→ Short exercise
Reproduce all of the entries below word for word.

→ Items
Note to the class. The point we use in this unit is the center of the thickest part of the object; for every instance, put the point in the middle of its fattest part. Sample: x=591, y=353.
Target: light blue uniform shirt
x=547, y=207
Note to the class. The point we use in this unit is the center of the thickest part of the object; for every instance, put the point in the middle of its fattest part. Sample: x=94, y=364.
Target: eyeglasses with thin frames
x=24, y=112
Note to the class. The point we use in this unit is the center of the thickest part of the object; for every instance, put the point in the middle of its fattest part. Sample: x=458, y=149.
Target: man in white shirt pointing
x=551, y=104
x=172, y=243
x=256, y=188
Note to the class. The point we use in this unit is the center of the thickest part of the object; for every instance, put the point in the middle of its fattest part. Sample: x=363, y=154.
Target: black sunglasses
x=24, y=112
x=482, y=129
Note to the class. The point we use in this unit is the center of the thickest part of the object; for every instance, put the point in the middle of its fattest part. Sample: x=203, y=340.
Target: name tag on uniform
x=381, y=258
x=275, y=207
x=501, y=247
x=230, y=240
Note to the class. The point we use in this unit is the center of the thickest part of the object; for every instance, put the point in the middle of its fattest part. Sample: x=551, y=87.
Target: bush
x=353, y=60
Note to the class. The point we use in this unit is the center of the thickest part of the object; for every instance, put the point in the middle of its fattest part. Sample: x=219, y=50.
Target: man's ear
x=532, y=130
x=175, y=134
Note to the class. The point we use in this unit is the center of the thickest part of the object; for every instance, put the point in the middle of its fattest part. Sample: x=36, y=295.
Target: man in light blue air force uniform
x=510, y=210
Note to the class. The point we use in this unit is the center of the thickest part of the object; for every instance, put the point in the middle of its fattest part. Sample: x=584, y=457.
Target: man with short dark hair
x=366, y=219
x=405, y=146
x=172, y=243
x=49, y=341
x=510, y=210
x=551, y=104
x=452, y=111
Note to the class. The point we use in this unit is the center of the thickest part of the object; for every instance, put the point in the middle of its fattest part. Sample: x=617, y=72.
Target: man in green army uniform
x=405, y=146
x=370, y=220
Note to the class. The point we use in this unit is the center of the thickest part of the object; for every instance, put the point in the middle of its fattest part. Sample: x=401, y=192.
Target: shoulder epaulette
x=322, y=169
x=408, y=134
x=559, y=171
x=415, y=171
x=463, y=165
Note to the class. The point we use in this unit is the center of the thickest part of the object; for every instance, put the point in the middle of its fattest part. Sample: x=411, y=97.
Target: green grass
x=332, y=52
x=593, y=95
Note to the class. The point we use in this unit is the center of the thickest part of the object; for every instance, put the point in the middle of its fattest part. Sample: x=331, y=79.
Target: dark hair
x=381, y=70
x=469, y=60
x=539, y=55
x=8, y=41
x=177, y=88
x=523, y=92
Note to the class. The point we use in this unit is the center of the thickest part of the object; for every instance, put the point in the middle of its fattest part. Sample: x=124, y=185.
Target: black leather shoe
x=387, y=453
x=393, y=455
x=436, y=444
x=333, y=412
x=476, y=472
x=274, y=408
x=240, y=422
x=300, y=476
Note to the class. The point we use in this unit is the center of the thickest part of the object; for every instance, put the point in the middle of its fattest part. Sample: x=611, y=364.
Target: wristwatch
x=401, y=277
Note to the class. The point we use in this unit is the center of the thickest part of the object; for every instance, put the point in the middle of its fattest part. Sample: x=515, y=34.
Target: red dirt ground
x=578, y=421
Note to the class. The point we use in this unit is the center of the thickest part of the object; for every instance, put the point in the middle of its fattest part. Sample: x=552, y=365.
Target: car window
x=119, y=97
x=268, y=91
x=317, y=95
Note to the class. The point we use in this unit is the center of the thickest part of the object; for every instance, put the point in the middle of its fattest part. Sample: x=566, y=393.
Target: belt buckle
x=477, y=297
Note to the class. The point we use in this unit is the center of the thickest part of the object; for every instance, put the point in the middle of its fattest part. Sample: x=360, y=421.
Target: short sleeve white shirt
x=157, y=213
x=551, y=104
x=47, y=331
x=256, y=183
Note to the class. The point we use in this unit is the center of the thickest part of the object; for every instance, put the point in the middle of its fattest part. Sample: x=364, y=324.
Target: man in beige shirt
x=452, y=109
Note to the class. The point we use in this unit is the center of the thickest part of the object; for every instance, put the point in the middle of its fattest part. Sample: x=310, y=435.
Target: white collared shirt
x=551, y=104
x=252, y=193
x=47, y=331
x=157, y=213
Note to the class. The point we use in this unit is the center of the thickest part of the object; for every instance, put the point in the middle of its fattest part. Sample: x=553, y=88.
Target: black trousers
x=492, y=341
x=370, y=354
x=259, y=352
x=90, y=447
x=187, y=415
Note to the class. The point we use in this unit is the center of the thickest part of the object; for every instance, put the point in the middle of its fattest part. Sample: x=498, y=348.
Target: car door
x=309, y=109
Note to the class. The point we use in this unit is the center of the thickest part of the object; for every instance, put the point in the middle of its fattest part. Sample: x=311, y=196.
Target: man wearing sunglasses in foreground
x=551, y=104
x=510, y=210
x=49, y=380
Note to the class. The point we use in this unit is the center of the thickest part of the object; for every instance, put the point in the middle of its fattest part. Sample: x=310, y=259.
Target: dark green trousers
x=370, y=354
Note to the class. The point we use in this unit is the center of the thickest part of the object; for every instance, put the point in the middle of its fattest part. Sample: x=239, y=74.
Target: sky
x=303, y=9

→ Solution for this exercise
Note to the class. The point we use in this unit is the center of the thickest part of the object; for every instance, put the point in the middle of its fattest part. Sample: x=591, y=353.
Target: light blue uniform shirt
x=547, y=207
Note to the class. The point we use in this unit is the center of the thickest part of the object; for every instance, put the point in the middle of its fattest part. Sample: x=94, y=364.
Target: eyeglasses with thin frames
x=24, y=112
Note to the class. The point we use in this unit is the center of the thickest part of the object; for every instance, put the point in the middle of its fattest part. Sample: x=458, y=149.
Target: man in white shirt pointing
x=551, y=104
x=172, y=243
x=256, y=188
Note to the class. The point we use in this unit is the center of the thickest part of the object; for every instance, put the point in the middle of its fattest part. Sample: x=363, y=154.
Target: black sunglasses
x=24, y=112
x=482, y=129
Note to the class. The point we use in this unit is the center of the thickest part of the object; for every instance, put the point in the middle of its fattest part. Sample: x=203, y=340.
Target: name tag on uniform
x=381, y=258
x=275, y=207
x=501, y=247
x=230, y=240
Note to the class. The point we use in this unit is the center of the thickest part of the object; for every instance, put the point in the middle of its fattest part. Sample: x=551, y=87.
Target: bush
x=353, y=60
Note to the class. The point we use in this unit is the center of the thickest part of the object; for every instance, put the point in the middle of its fattest part. Sample: x=219, y=50.
Target: man's ear
x=532, y=130
x=175, y=134
Note to the class. The point we use in this unit is the center of the thickest part of the object; for every instance, put the point in the middle of its fattest part. Sample: x=36, y=295.
Target: man in light blue air force uniform
x=510, y=210
Note to the class. The point we use in this unit is the center of the thickest part of the object; for every instance, put the point in the middle of its fattest part. Sample: x=584, y=457.
Target: man with short dark hair
x=366, y=219
x=405, y=146
x=172, y=243
x=49, y=341
x=510, y=210
x=551, y=104
x=452, y=111
Note to the class. The point we use in this unit is the center of the thickest part of the object; for every instance, put the point in the middle of its fattest part. Sample: x=617, y=72.
Target: man in green army uniform
x=405, y=146
x=370, y=220
Note to the class. The point we use in this unit is the center of the thickest part of the object; for every instance, put the point in the middle of its fattest part. Sample: x=401, y=192.
Target: shoulder epaulette
x=322, y=169
x=408, y=134
x=559, y=171
x=415, y=171
x=463, y=165
Note to the class. The point we use in this unit is the center of the thickest part of the object; for every instance, put the point in the middle of its fattest part. Sample: x=411, y=97.
Target: green grass
x=332, y=52
x=593, y=95
Note to the class. The point we use in this unit is the center of the thickest part of the object; for every instance, put the point in the middle of its fattest part. Sample: x=331, y=79.
Target: dark hair
x=381, y=70
x=469, y=60
x=539, y=55
x=8, y=41
x=177, y=88
x=523, y=92
Note to the class. The point we use in this unit is the center of the thickest part of the object; for every instance, put the point in the middle of its fattest part. Sample: x=124, y=185.
Target: black leather shoe
x=387, y=453
x=393, y=455
x=436, y=444
x=333, y=412
x=476, y=472
x=274, y=408
x=240, y=422
x=300, y=476
Note to the class. The point we use in this unit is the center of the thickest part of the object; for every instance, put the point in the middle of its fattest part. Sample: x=611, y=364.
Target: wristwatch
x=401, y=277
Note to the class. The point we use in this unit is the center of the thickest part of the object; for every instance, put the point in the middle of its fattest part. Sample: x=515, y=34.
Target: red dirt ground
x=578, y=421
Note to the class. The point we use in this unit is the center of the thickest part of the object; for every instance, put the point in the middle of its fattest part. Sample: x=552, y=365.
Target: car window
x=119, y=97
x=268, y=91
x=317, y=95
Note to the class. The point we use in this unit is the center of the thickest part of the object; for every instance, put the point in the middle of its fattest part. Sample: x=566, y=393.
Target: belt buckle
x=477, y=297
Note to the class. The point we use in this unit is the center of the thickest part of the object; for every instance, put the point in the middle of its fattest part. Sample: x=360, y=421.
Target: short sleeve white shirt
x=157, y=213
x=551, y=104
x=47, y=331
x=256, y=183
Note to the class. The point we use in this unit is the center of the thickest part of the object; for every instance, put the point in the middle of its fattest part. Sample: x=364, y=324.
Target: man in beige shirt
x=452, y=109
Note to the class. The point we use in this unit is the center of the thickest part of the object; for every instance, put the point in the middle of its fattest part. Sample: x=310, y=435.
Target: white collared shirt
x=551, y=104
x=252, y=193
x=47, y=331
x=157, y=213
Note to the class. The point we use in this unit is the center of the thickest part of the object; for every instance, put the point in the middle of its fattest part. Sample: x=553, y=88.
Target: black trousers
x=492, y=341
x=370, y=354
x=259, y=352
x=90, y=447
x=187, y=415
Note to the class. The point we use in this unit is the center of the thickest part of the object; for every instance, put the point in the middle of its fattest part. Sample: x=498, y=348.
Target: car door
x=309, y=109
Note to the class. The point we use in this unit is the center of the thickest part of the object; for every instance, put the point in the middle of its fattest part. Sample: x=311, y=196.
Target: man wearing sunglasses in foreground
x=551, y=104
x=510, y=210
x=49, y=380
Note to the class. The point we use in this unit is the center of the thickest part of the object; for every instance, put the point in the middle of its fattest part. Sample: x=310, y=259.
Target: dark green trousers
x=370, y=354
Note to the class. The point we use in this unit is the center of the thickest part of the object; for every instance, put the point in the middle of its fattest part. Sample: x=239, y=74.
Target: sky
x=303, y=9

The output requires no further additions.